WHAT IS EXPECTED: A line below contains "box: [680, 379, 827, 544]", and a later one contains "positive clicks: (622, 453)". Repeat both, with every line between them, exactly.

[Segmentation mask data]
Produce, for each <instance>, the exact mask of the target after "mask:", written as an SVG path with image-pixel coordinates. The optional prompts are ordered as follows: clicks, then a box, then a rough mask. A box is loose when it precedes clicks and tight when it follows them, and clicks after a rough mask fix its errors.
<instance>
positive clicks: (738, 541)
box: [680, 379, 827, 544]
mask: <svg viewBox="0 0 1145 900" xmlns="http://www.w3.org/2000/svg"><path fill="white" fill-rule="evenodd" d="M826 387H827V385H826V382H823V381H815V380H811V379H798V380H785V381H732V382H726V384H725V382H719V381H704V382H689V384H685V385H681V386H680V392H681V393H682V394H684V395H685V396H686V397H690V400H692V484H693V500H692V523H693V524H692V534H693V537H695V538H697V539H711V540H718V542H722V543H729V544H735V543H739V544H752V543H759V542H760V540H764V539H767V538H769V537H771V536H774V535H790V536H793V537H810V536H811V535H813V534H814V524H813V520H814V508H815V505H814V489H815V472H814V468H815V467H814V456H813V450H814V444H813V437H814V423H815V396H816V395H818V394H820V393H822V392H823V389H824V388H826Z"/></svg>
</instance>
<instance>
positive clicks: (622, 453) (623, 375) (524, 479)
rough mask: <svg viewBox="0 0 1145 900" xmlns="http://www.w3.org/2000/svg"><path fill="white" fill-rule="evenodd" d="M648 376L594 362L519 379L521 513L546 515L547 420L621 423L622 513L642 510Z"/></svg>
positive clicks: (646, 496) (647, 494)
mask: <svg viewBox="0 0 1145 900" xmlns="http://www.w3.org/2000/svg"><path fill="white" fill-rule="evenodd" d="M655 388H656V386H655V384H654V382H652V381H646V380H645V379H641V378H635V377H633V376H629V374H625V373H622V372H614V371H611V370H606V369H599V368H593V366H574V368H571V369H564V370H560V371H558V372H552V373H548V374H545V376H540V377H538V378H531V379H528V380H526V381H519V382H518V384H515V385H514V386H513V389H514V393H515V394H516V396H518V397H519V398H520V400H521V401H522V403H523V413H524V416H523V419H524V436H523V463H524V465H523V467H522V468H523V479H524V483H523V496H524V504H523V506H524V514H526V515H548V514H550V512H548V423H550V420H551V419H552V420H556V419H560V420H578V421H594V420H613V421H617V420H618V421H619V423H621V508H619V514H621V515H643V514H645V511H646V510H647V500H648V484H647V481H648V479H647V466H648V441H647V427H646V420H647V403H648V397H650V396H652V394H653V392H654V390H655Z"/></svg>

EXERCISE RESULT:
box: [680, 379, 827, 544]
mask: <svg viewBox="0 0 1145 900" xmlns="http://www.w3.org/2000/svg"><path fill="white" fill-rule="evenodd" d="M826 387H827V385H826V382H823V381H815V380H811V379H798V380H785V381H732V382H726V384H725V382H719V381H704V382H689V384H685V385H681V386H680V392H681V393H682V394H684V395H685V396H686V397H690V400H692V484H693V500H692V523H693V524H692V534H693V537H695V538H697V539H711V540H718V542H722V543H729V544H735V543H739V544H752V543H759V542H760V540H764V539H767V538H769V537H771V536H774V535H790V536H793V537H810V536H811V535H813V534H814V524H813V520H814V508H815V505H814V489H815V472H814V468H815V467H814V456H813V450H814V444H813V437H814V423H815V396H816V395H818V394H820V393H822V392H823V389H824V388H826Z"/></svg>
</instance>
<instance>
positive clicks: (622, 453) (623, 375) (524, 479)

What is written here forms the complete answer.